◆ **What to produce**
Below are records to transcribe in full and unchanged; omit every picture.

◆ **Given records**
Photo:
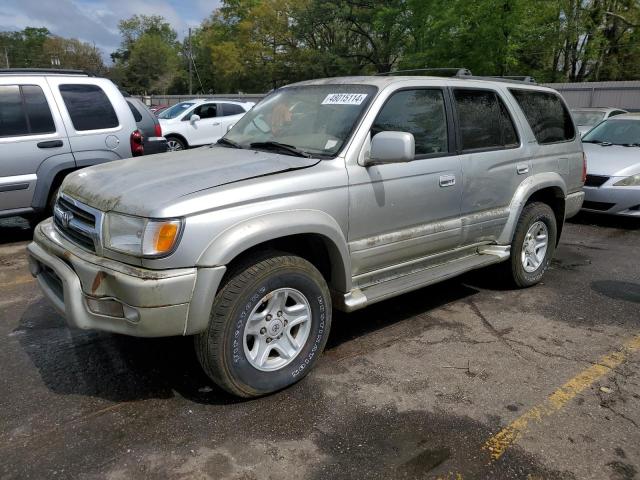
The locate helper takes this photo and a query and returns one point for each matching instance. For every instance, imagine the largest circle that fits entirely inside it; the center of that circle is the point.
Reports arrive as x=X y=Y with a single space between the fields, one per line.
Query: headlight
x=632 y=181
x=140 y=236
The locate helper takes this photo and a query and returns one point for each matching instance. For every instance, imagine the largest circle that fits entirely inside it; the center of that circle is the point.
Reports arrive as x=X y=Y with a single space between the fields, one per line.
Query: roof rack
x=511 y=78
x=436 y=72
x=55 y=71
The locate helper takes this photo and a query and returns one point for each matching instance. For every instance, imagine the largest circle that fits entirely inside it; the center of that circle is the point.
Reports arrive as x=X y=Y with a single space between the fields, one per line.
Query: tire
x=234 y=350
x=529 y=259
x=175 y=144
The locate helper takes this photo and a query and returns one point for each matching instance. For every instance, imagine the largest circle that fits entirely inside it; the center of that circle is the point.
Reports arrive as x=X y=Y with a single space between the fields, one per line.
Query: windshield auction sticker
x=344 y=99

◆ **Reply**
Photo:
The locate helper takes this photo and a query and returns one point for each matching instance. For every instance, imagine the largest circle that fits entirely inside it; the center of that circle is the point.
Reports arrive as x=X y=Y with a single space between the fields, one per line.
Query: headlight
x=632 y=181
x=140 y=236
The locate helper takes this photo and a query and returns one point for each matching instance. For every instance, imagine the largest circle that fits entirely inside it; the center of that circle is the point.
Reports arrive as x=X y=Y with a single space between the fields, one per line.
Query: roof rack
x=511 y=78
x=436 y=72
x=55 y=71
The locate helper takes this photo and a query and returns one point for each matching instance. For every instance, imagine the largest circle that fits entirely inside it; the center of that circle is the point.
Reports arrive as x=X y=Y with a single space between the fields, one per line.
Query: tire
x=234 y=350
x=529 y=259
x=175 y=144
The locate helper takes this photo and a query and returns one point for each matching instance. For every instance, imagine the largest circle that fits entirely inside it; the center of that circle is the point.
Reports arrive as x=X y=Y with a single space between the fields, one per line.
Query: windshield auction sticker
x=344 y=99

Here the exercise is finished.